▸ EXERCISE PROMPT: Retype the lines below exactly, omitting the pictures.

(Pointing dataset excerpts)
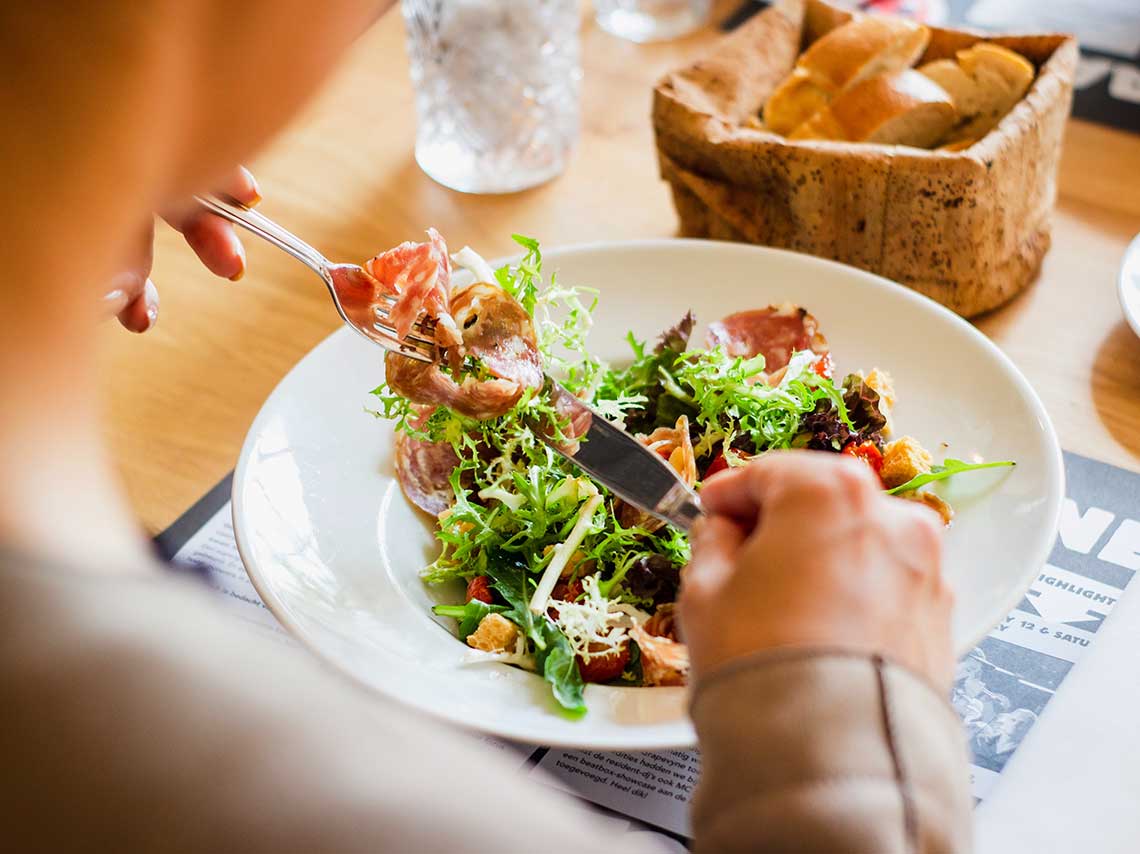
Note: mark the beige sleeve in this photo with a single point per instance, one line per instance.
(816, 751)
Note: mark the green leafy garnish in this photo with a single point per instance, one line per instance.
(553, 656)
(515, 501)
(947, 469)
(469, 616)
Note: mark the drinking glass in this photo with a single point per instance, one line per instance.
(496, 88)
(651, 19)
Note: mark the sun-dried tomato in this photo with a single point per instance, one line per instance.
(866, 452)
(604, 668)
(480, 587)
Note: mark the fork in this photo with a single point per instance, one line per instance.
(603, 450)
(351, 287)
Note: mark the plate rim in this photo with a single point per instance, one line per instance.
(686, 734)
(1130, 268)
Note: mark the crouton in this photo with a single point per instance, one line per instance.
(495, 634)
(902, 460)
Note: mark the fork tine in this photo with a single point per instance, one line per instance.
(387, 338)
(413, 339)
(424, 324)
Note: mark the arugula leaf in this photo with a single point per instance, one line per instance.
(522, 279)
(469, 616)
(553, 656)
(947, 469)
(633, 674)
(560, 668)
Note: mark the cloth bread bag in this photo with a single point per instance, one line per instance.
(968, 228)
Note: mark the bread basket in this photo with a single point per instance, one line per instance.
(968, 228)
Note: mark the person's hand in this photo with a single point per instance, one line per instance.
(132, 297)
(804, 550)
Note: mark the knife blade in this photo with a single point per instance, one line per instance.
(620, 463)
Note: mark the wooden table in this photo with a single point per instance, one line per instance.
(181, 397)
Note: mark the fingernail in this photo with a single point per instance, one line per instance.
(697, 531)
(151, 297)
(115, 301)
(239, 251)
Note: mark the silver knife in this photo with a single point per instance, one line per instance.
(620, 463)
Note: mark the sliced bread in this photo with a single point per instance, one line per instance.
(985, 83)
(861, 48)
(902, 107)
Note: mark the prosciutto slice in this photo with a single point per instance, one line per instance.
(495, 330)
(420, 276)
(423, 470)
(774, 332)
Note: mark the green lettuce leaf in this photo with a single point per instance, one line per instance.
(553, 655)
(469, 616)
(947, 469)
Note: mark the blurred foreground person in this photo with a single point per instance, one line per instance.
(139, 717)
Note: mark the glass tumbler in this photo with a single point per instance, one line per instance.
(496, 87)
(651, 19)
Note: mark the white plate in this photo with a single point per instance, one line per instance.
(334, 549)
(1129, 285)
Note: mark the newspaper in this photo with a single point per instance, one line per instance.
(1001, 688)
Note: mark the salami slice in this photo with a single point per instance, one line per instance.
(498, 332)
(774, 332)
(423, 470)
(420, 276)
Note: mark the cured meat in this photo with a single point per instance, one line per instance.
(420, 276)
(676, 447)
(426, 383)
(498, 332)
(423, 470)
(774, 332)
(665, 661)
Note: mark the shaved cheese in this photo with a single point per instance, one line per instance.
(562, 554)
(799, 363)
(594, 625)
(471, 260)
(512, 499)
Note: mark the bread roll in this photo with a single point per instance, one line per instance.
(902, 107)
(985, 83)
(858, 49)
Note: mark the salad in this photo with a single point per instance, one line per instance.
(561, 577)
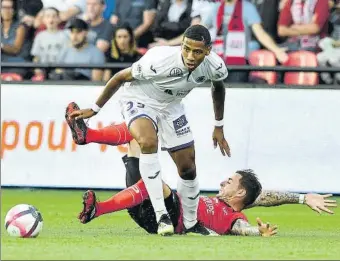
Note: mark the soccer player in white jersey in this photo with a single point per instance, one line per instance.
(153, 89)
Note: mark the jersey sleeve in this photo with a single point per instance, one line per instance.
(148, 66)
(217, 70)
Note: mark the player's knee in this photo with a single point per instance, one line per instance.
(148, 144)
(188, 172)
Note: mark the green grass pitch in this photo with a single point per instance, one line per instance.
(303, 234)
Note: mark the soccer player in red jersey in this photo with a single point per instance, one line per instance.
(221, 213)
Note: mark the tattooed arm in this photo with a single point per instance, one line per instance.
(243, 228)
(316, 202)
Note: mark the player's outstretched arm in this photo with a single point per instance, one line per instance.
(111, 87)
(317, 202)
(243, 228)
(218, 96)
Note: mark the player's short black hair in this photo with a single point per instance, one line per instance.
(52, 8)
(198, 33)
(251, 184)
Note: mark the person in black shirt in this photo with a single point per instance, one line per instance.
(123, 49)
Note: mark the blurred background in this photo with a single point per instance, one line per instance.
(281, 120)
(273, 33)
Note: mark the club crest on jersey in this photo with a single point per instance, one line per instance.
(200, 79)
(139, 68)
(175, 72)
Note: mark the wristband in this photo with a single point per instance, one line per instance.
(301, 199)
(219, 123)
(95, 108)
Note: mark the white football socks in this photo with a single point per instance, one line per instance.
(150, 171)
(188, 191)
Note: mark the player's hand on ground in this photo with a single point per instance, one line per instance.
(320, 203)
(266, 230)
(82, 114)
(218, 139)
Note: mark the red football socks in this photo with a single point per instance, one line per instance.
(127, 198)
(111, 135)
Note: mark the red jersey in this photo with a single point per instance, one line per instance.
(214, 214)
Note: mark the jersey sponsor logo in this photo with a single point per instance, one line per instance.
(182, 93)
(168, 92)
(175, 72)
(135, 188)
(200, 79)
(139, 68)
(209, 204)
(219, 75)
(195, 197)
(180, 122)
(153, 69)
(219, 67)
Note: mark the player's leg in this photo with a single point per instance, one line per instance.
(143, 130)
(114, 134)
(141, 121)
(177, 139)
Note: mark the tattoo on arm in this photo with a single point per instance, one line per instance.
(243, 228)
(275, 198)
(218, 96)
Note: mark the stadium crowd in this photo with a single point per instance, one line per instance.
(255, 32)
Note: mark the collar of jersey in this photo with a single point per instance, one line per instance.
(180, 60)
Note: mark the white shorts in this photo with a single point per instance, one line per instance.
(171, 124)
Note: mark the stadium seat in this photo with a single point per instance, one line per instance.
(8, 77)
(263, 58)
(301, 59)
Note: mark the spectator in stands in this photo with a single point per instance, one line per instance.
(48, 44)
(100, 30)
(201, 13)
(234, 23)
(29, 8)
(123, 49)
(15, 42)
(140, 15)
(331, 48)
(269, 18)
(172, 18)
(109, 9)
(304, 23)
(80, 52)
(67, 8)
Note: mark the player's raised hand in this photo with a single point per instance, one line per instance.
(320, 203)
(218, 138)
(82, 114)
(266, 229)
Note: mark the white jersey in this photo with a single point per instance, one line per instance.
(162, 76)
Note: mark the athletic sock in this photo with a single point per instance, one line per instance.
(127, 198)
(188, 190)
(115, 134)
(150, 170)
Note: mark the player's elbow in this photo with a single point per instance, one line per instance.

▸ TASK RESPONSE:
Note: mark the beige sleeve in this photo with a single point per instance, one line per instance.
(816, 751)
Note: mark the green leafy garnish in this photo with a single point per instance, one line per instance.
(553, 656)
(515, 501)
(947, 469)
(469, 616)
Note: mark the drinking glass in this photo with a single point per instance, one line per instance.
(496, 88)
(651, 19)
Note: mark the sun-dried tomato in this photo with a single point per instance, one line per instance.
(866, 452)
(604, 668)
(480, 587)
Note: mark the fork in this photo with a single point per instance, one line per instance.
(603, 450)
(351, 287)
Note: mark the plate rim in this photo with a single point per instance, one line per instance.
(686, 734)
(1130, 268)
Note: mark the crouton in this photo with a single point per instance, one line per instance.
(495, 634)
(902, 460)
Note: mark the fork tine in this photo with a single point per instance, one line per instance.
(387, 338)
(413, 339)
(424, 324)
Note: mark the arugula leaf in this photo with a single point per instance, one line per instance.
(522, 279)
(469, 616)
(553, 656)
(947, 469)
(633, 674)
(560, 668)
Note: mark the cloth bread bag in this photo with a single point per instance, one line per instance.
(968, 228)
Note: mark the bread basket in this photo with a single point per instance, one line per instance.
(968, 228)
Note: mark the person's hand in this photo with a single point per instance, one line per instance.
(132, 297)
(804, 550)
Note: mark the knife blade in this photo with a single point per instance, one line per instance.
(620, 463)
Note: mark the wooden table in this photo with a single point per instance, one line per instance.
(181, 397)
Note: mark the fingernail in this photo with a single point per instance, one line per instance.
(697, 531)
(151, 297)
(115, 301)
(239, 251)
Note: mark the silver knife in this photo with a single point per instance, one line per instance.
(620, 463)
Note: mark the sliced bread in this photo with a single point per instance, one line per instance.
(985, 83)
(861, 48)
(902, 107)
Note: mark the prosciutto slice in this photo with a single point per instance, one line per instance.
(495, 330)
(420, 276)
(423, 470)
(774, 332)
Note: mark the green lettuce leaf in this photo with a single point per instance, one line per instance.
(553, 655)
(469, 616)
(947, 469)
Note: mark the blurred foreground person in this photo with a single point per instance, one line per instance.
(139, 717)
Note: mark the glass tumbler in this photo with a single point per instance, one line per instance.
(496, 87)
(651, 19)
Note: mark the white plate in this photo with a single point per instance, one line per instance.
(334, 549)
(1129, 285)
Note: mark the newspaper in this photo with a single point per instance, one line per instance.
(1001, 688)
Note: mark the salami slice in this photo with a single point per instance, one line per instance.
(498, 332)
(774, 332)
(423, 470)
(420, 276)
Note: mark the cured meat in this photo with a single point per instance, one line per instance.
(420, 276)
(676, 447)
(426, 383)
(498, 332)
(423, 470)
(774, 332)
(665, 661)
Note: mark the shaved cheese in this photo with a single point per instance, one line per instance.
(562, 554)
(799, 363)
(594, 625)
(471, 260)
(512, 499)
Note: mark the bread roll in this photo with a single point per instance, one line per instance.
(902, 107)
(985, 83)
(858, 49)
Note: mark the salad in this photo with a single point per instance, one line per instance.
(561, 577)
Note: mark the soccer player in white jersey in this photo with a single point per instance, one line per instance.
(153, 89)
Note: mark the jersey sleeve in this photo with a single point per instance, one line per instance.
(148, 66)
(217, 70)
Note: mark the player's knee in this photo with a single point per instance, one line per instance.
(148, 144)
(188, 172)
Note: mark the green grass pitch in this photo with a single point per instance, one line per instance.
(303, 234)
Note: mark the soccer player in red jersey in this photo with a single point per instance, one line per instance.
(221, 213)
Note: mark the tattooed arm in this photo with a single point per instance, one line per instance.
(243, 228)
(316, 202)
Note: mark the player's outstretched arm in this photo with a single point per instance, one line per instance.
(111, 87)
(317, 202)
(243, 228)
(218, 96)
Note: mark the player's short black hair in this photo with a single point per instance, one line per instance.
(52, 8)
(198, 33)
(251, 184)
Note: mark the person in black shirt in this photo with a single point per instance, one line per instance.
(123, 49)
Note: mark the blurred background in this photo with a single point per instance, one line per instance.
(281, 120)
(273, 33)
Note: mark the club crest on jersey in this photo with a single point per instance, one line per instance.
(200, 79)
(139, 68)
(175, 72)
Note: mark the wristband in this photo with a single point per instance, one line per instance.
(301, 199)
(219, 123)
(95, 108)
Note: mark the white football socks in this photo with a single point per instance, one line per instance.
(150, 171)
(188, 191)
Note: mark the player's hand on ground in this photo with a single point per instance, one line per instance.
(320, 203)
(266, 230)
(82, 114)
(218, 139)
Note: mark the red football socks in this photo with a single point per instance, one line per instance.
(127, 198)
(111, 135)
Note: mark the red jersey in this photo with a single point per instance, one line per instance.
(214, 214)
Note: mark the jersey sponsor logo in this photo with a single point per instance, one line per instance.
(182, 93)
(168, 92)
(175, 72)
(135, 188)
(200, 79)
(139, 68)
(209, 204)
(219, 75)
(195, 197)
(180, 122)
(153, 69)
(219, 67)
Note: mark the player's leg in this photo with a single point per instance, one line per instance.
(143, 130)
(114, 134)
(141, 121)
(177, 139)
Note: mark the tattoo on arm in this photo with a single point per instance, one line per instance.
(243, 228)
(275, 198)
(218, 96)
Note: mark the stadium crowd in this photo with a single point per instance, one line per instance.
(255, 32)
Note: mark the collar of jersey in this photo with a single point per instance, one line per instance.
(180, 60)
Note: mark the white shorts in this photo with a single point per instance, one line per instance.
(171, 124)
Note: mark the stadium seat in this photo with a single point per instance, one line per instance.
(8, 77)
(263, 58)
(301, 59)
Note: mark the spectator in stands in this photo with a single point per instance, one line per instance.
(48, 44)
(100, 30)
(201, 13)
(234, 23)
(29, 8)
(123, 49)
(15, 42)
(140, 15)
(331, 48)
(269, 18)
(172, 18)
(109, 9)
(304, 23)
(80, 52)
(67, 8)
Note: mark the player's raised hand in this photo with a single point per instance, one line per instance.
(320, 203)
(218, 138)
(82, 114)
(266, 229)
Note: mark the white jersey in this photo with a single point per instance, one line per instance.
(162, 76)
Note: mark the athletic sock in this photo with a single point per instance, one line per instance.
(127, 198)
(188, 190)
(115, 134)
(150, 170)
Note: mark the player's elbow in this photo with a single point per instance, one line per instance.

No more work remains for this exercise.